> [TEXT PASSAGE]:
The Occupy moment, though, does not just outline the problem, it also seeks to outline a solution. While I agree with the Occupy folks that there is a *serious* problem that we as a country face, I'd say that their proposed solutions are built on shaky ground. The Occupy movement is scattered enough that it can be hard to say what their proposed solutions are, but here are some of the more prominent ones:
#1: ALL PRIVATE MONEY OUT OF POLITICS: a full overhaul of the electoral system/ a reduction in the influence of corporations on politics1
#2: MORE AND BETTER JOBS AVAILABLE TO ALL2
#3: REDISTRIBUTION OF WEALTH (more equal distribution of income): “take 95% of the private and corporate wealth over, say, 1 million dollars net worth and/or income, and use it to fund fair-waged jobs”3
#4: BANKING AND SECURITY REFORM (and forgiveness of student loan debt)4
Communism and Private Property Rights
Now before we look at these in more detail, lets take a step back and look at the bigger picture. In the title of this blog post, I brought up the topic of communism; from my point of view, the Occupy movement definitely resembles some Communist-style proposed solutions to the economic problems facing us. Karl Marx wrote about the 10 pillars of Communism in his book The Communist-Manifesto, and here I will list some of the ones that are already in effect (bold) or being requested by the Occupy movement (italicized):
1. Abolition of private property and the application of all rents of land to public purposes.
2. A heavy progressive or graduated income tax.
3. Abolition of all rights of inheritance (Partly in effect: The death tax)
5. Centralization of credit in the hands of the state, by means of a national bank with State capital and an exclusive monopoly. (i.e. The Federal Reserve)
6. Centralization of the means of communications and transportation in the hands of the State. (State-controlled driver licensing, registration, highway speed control, etc)
8. Equal liability of all to labor.
10. Free education for all children in public schools. Abolition of children's factory labor in its present form. 5
“Of course, in the beginning this cannot be effected except by means of despotic inroads on the rights of property and on the conditions of [production.]” -Karl Marx
“...the theory of the Communist may be summed up in the single sentence: Abolition of private property.” -Karl Marx5
So what's the big deal about private property? The main difference between a free country (capitalist) and a communist country is that in a free country, you reap what you sow. You keep what you built and what you earn: it's yours, and it's your own private property. In a Communist community, nothing is yours, and everything is everyone's. Economically, this model has been shown to fail again and again in both large scale and small scale practice.

[Dataset records]
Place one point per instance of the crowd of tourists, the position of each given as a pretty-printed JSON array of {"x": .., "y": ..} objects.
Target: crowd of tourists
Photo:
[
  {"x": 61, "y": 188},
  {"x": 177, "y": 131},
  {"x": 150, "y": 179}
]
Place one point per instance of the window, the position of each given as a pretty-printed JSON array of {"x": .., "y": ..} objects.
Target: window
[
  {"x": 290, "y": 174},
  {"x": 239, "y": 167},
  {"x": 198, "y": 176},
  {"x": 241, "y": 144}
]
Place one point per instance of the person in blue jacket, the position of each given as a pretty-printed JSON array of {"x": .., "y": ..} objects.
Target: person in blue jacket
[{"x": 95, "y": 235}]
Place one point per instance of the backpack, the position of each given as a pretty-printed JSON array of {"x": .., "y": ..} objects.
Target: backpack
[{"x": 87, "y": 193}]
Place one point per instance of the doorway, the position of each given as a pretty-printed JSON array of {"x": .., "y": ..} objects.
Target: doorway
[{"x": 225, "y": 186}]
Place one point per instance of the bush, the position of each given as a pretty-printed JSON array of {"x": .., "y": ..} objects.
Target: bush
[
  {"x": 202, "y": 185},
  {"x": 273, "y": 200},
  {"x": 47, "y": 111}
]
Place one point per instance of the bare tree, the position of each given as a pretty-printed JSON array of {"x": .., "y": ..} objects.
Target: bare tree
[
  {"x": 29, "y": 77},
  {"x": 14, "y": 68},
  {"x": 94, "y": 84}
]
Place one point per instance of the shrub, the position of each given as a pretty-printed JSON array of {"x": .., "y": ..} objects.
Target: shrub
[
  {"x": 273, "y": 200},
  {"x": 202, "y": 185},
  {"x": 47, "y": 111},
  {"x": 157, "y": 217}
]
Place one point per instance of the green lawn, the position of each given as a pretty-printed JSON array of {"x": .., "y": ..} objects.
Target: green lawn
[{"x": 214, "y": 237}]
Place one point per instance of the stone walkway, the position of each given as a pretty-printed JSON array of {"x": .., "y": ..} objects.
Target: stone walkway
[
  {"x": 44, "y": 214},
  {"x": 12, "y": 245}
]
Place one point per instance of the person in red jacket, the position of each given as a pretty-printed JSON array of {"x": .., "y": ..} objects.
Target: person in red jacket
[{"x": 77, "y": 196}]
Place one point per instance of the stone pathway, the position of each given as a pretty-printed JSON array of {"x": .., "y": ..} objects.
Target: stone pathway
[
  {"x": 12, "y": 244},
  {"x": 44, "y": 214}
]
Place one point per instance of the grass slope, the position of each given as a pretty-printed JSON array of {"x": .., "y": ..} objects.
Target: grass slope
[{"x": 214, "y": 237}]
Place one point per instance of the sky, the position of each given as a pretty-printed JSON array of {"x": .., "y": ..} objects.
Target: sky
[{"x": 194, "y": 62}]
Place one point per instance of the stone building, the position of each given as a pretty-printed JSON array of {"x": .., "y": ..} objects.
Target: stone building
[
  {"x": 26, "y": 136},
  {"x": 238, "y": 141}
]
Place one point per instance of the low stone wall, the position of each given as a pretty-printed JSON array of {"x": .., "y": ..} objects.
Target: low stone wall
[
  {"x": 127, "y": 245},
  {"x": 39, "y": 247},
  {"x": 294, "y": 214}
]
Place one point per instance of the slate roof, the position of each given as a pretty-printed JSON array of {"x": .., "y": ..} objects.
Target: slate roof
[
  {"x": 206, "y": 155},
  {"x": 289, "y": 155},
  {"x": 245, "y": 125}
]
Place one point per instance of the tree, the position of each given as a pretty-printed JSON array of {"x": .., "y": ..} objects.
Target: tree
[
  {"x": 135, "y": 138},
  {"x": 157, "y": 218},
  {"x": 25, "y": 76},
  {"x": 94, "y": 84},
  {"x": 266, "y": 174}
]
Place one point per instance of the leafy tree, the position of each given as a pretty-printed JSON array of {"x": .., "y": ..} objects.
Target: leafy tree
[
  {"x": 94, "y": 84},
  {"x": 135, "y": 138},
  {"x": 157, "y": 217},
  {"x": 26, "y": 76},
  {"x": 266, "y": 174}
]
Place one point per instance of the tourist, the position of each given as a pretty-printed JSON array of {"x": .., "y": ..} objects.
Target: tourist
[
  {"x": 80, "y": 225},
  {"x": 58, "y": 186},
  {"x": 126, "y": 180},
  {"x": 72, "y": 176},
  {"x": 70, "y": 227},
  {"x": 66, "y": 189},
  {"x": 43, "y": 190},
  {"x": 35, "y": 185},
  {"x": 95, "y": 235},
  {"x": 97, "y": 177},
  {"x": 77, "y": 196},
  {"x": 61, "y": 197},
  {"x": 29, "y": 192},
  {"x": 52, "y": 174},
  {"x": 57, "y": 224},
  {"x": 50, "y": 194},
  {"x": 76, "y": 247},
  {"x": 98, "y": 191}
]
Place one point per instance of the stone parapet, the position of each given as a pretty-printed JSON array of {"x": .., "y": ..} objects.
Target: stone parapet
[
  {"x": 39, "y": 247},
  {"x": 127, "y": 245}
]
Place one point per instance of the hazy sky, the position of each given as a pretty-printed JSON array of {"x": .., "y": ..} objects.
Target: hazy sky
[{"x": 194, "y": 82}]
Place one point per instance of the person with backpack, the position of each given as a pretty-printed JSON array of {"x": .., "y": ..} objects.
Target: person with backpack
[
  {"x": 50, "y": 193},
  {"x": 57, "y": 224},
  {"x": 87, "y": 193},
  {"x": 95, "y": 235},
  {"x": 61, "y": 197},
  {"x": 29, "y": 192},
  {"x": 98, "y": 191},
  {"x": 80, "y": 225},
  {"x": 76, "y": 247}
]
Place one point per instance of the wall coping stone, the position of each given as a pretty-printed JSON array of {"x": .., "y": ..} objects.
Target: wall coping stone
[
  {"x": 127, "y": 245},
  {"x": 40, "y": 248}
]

> [YOUR INSTRUCTIONS]: Write out the part of the blog post on the Occupy movement starting with "3. Abolition of" and going on through "all to labor.". The dataset rows are separate material with no connection to the blog post on the Occupy movement.

> [RESPONSE BELOW]:
3. Abolition of all rights of inheritance (Partly in effect: The death tax)
5. Centralization of credit in the hands of the state, by means of a national bank with State capital and an exclusive monopoly. (i.e. The Federal Reserve)
6. Centralization of the means of communications and transportation in the hands of the State. (State-controlled driver licensing, registration, highway speed control, etc)
8. Equal liability of all to labor.